ENTRIES:
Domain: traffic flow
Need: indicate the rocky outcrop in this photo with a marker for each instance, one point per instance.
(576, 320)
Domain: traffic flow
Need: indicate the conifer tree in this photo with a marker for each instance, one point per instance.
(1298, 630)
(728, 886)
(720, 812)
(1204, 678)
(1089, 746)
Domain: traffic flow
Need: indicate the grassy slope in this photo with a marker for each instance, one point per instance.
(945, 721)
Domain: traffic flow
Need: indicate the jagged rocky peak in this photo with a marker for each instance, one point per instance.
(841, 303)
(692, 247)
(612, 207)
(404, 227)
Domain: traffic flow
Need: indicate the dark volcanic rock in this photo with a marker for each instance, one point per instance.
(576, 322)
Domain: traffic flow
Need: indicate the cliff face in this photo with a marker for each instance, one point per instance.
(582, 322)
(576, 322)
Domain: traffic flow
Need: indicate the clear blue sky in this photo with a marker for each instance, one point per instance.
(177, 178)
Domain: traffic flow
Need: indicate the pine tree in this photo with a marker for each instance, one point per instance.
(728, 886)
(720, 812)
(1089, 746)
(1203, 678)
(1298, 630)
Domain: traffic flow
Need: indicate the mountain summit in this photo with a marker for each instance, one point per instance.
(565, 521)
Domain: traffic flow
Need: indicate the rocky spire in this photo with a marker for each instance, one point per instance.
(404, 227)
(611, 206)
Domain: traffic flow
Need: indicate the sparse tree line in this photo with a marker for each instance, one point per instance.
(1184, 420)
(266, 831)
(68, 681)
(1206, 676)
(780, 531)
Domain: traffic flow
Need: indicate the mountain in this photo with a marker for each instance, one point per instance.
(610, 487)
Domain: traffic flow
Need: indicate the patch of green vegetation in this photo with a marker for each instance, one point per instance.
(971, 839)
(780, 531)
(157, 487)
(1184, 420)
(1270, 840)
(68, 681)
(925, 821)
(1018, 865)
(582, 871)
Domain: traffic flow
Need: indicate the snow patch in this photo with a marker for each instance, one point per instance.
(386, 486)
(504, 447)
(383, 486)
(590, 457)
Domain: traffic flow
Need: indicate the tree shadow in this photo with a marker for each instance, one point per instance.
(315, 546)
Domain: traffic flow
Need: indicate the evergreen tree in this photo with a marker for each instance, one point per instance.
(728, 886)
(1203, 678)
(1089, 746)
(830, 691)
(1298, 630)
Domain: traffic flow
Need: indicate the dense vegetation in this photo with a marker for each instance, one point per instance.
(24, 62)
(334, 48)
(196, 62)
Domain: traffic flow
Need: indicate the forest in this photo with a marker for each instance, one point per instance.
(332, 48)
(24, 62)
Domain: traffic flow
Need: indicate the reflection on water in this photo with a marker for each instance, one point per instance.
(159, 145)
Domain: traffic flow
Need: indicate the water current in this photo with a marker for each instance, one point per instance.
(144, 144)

TASK:
Copy all of the data. Keep every word exactly as it is.

REPLY TO THE EXERCISE:
Domain: traffic flow
Need: indicate the rocky outcrop in this photo with a marker for each instance, one point per instance.
(576, 320)
Domain: traffic flow
Need: indicate the conifer tree in this photo with a marker for each instance, one point per instance.
(1298, 630)
(728, 886)
(720, 812)
(1204, 678)
(1089, 746)
Domain: traffic flow
Need: indicate the grassy slope in this photo with a marker for each instance, one point per instance.
(945, 721)
Domain: traffic flow
Need: indicate the jagged rocky peak in this photo with a marker for each instance, one point per instance.
(841, 303)
(692, 247)
(612, 207)
(404, 227)
Domain: traffic flow
Need: indicate the dark volcanic rock in this photo with a marker for each instance, one point per instance.
(576, 322)
Domain: traffic flow
Need: indicate the cliff face in this photo with a marker for each instance, one point per instance.
(582, 322)
(576, 322)
Domain: traffic flow
Need: indicate the clear blue sky in this photo with a marker for each instance, one point per instance.
(177, 178)
Domain: traffic flow
Need: indicate the pine tree in this photo with a marker for each instance, one point per instance.
(728, 886)
(720, 812)
(1089, 746)
(1203, 678)
(1298, 630)
Domain: traffic flow
Need: indicate the mountain summit in this photo with a marker for each instance, one point per instance.
(565, 521)
Domain: traffic flow
Need: indicate the rocky spire in this photo with a marker for each instance, one point per instance.
(404, 227)
(611, 206)
Domain: traffic flow
Need: indicate the sparse tree line in this photo with a marker for each instance, one point per instance.
(1184, 420)
(266, 831)
(68, 681)
(1206, 676)
(780, 531)
Domain: traffic flow
Need: indicate the mountain in this photo with a marker for each instance, one point per instance.
(610, 487)
Domain: traffic flow
Need: indicate the patch of green vegetation in this photo with a marker for each instance, one point per instance.
(971, 839)
(780, 531)
(157, 487)
(1184, 420)
(1270, 840)
(68, 681)
(925, 821)
(1018, 865)
(582, 871)
Domain: traffic flow
Need: indicate the snow patch in this photo with a marker for each instance, one point per instance.
(386, 486)
(504, 447)
(383, 486)
(590, 457)
Domain: traffic flow
Need: indicate the tree shadow in this photo with a marker for each instance, one point per instance.
(315, 546)
Domain: traffic flow
Need: indicate the evergreen tree in this photo with a marker for each instance, one point per instance.
(728, 886)
(1203, 678)
(1089, 746)
(830, 691)
(1298, 630)
Domain: traffic flow
Need: indicate the dense vegetation in this photo with a marker for each instance, one point per instance.
(24, 62)
(334, 48)
(196, 62)
Domain: traffic flow
Need: indicate the forest in this photo with a marker for each instance, one point per instance.
(332, 48)
(24, 62)
Domain: traffic flow
Need: indicate the reflection on water in this photo with a marker for each instance, one point per instance.
(159, 145)
Domain: traffic flow
Need: indicate the water current in this photo with a marker for each instance, one point per instance.
(144, 144)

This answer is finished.